_Tâches à réaliser_.
**1)** Répondez à ces questions à partir du texte sur l'esclavage :
(a) Quelle juridiction a condamné la France à deux reprises ?
(b) Quel nouveau crime l'Assemblée nationale a-t-elle instauré dans le droit pénal français ?
(c) Selon Axelle Lemaire, combien de personnes l'esclavage toucherait-il en France ?
**2)** Dans le texte sur l'esclavage, remplacez « Voltaire » par « Molière » et recopiez le passage allant de « Employer le terme » à « de la colonisation. ».
**3)** Poursuivez le texte sur l'esclavage en France après sa dernière phrase.

_Texte fourni_.
= = =

Employer le terme d’esclavage aujourd’hui constitue-t-il un anachronisme ? Si l’on en croit notre code pénal tel qu’il est écrit, il n’y aurait pas d’esclaves dans la France de 2013. Malheureusement pour les utopistes, à deux reprises la France a été condamnée par la Cour européenne des droits de l'homme (CEDH) pour ne pas avoir mis en place « un cadre législatif et administratif permettant de lutter efficacement contre la servitude et le travail forcé ». Car même au pays de Voltaire et d’Hugo, la tâche n’est pas simple. On se souviendra en mai 2006, de l’action de ces quarante députés UMP qui avaient demandé à Jacques Chirac d'abroger un article de la loi dite « Taubira » sur l'enseignement de l'esclavage, au nom d’un « parallélisme des formes et soucis d'égalité de traitement » après la suppression de l'article sur les aspects positifs de la colonisation.
C’est ainsi que la question de l’esclavage se retrouve aujourd’hui, devant le Parlement. Mardi, première étape : l’Assemblée Nationale a instauré dans le droit pénal français un nouveau crime de « réduction en esclavage ».
Au final, ce texte qui devrait être adopté de façon définitive par le Parlement jeudi lors d’un vote ultime du Sénat, avait pourtant soulevé l’opposition des sénateurs en première lecture à l’encontre des dispositions sur l’esclavage introduites par les députés. C’est la constitution d’une commission mixte paritaire (CMP) entre représentants des deux chambres qui a dénoué le litige et a permis d’arriver à un accord sur le texte voté cette semaine. Au final, l’esclavage est défini dans le projet de loi par « le fait d'exercer à l'encontre d'une personne l'un des attributs du droit de propriété ». Selon la député PS Axelle Lemaire, il toucherait en France entre 3 000 à 5 000 personnes. Le Comite contre l’esclavage moderne stipule en effet, qu’« Il est très difficile d'estimer le nombre de victimes dans l'Hexagone, car les faits se déroulent dans le huis clos des domiciles ».

= = =

_Données fournies_.
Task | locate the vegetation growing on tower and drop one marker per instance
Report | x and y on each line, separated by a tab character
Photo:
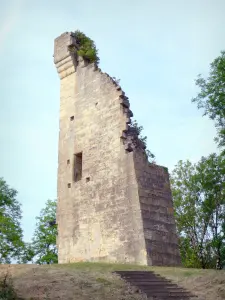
87	47
143	139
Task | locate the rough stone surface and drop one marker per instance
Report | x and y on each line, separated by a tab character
121	208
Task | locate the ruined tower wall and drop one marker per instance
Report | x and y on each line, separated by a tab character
157	212
98	216
118	207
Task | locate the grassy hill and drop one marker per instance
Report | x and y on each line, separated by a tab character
95	281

= = =

_Réponses par tâche_.
**1)**
(a) La Cour européenne des droits de l'homme (CEDH).
(b) Le crime de « réduction en esclavage ».
(c) Entre 3 000 et 5 000 personnes.

**2)**
Employer le terme d’esclavage aujourd’hui constitue-t-il un anachronisme ? Si l’on en croit notre code pénal tel qu’il est écrit, il n’y aurait pas d’esclaves dans la France de 2013. Malheureusement pour les utopistes, à deux reprises la France a été condamnée par la Cour européenne des droits de l'homme (CEDH) pour ne pas avoir mis en place « un cadre législatif et administratif permettant de lutter efficacement contre la servitude et le travail forcé ». Car même au pays de Molière et d’Hugo, la tâche n’est pas simple. On se souviendra en mai 2006, de l’action de ces quarante députés UMP qui avaient demandé à Jacques Chirac d'abroger un article de la loi dite « Taubira » sur l'enseignement de l'esclavage, au nom d’un « parallélisme des formes et soucis d'égalité de traitement » après la suppression de l'article sur les aspects positifs de la colonisation.

**3)**
Le même esclavage qu’il y a 150 ans
Le comité souligne aussi qu’à l’encontre des idées reçues, ces drames existent dans tous les milieux sociaux même si le mot « esclavage domestique » est souvent associé aux diplomates. Or, seules 20 % des victimes aidées par le Comité contre l'esclavage moderne ont été asservies dans le monde diplomatique ou les beaux quartiers. Ces drames sont aussi présents dans les pavillons de banlieue ou les grands ensembles des quartiers défavorisés. Et dans ce contexte, la remarque du député UMP Guy Geoffroy prend une dimension très juste lorsqu’il souligne : « Ne parlons pas d'esclavage moderne car cette facilité de langage pourrait donner l'impression qu'il y a quelque chose de moderne dans l'esclavage et la servitude ».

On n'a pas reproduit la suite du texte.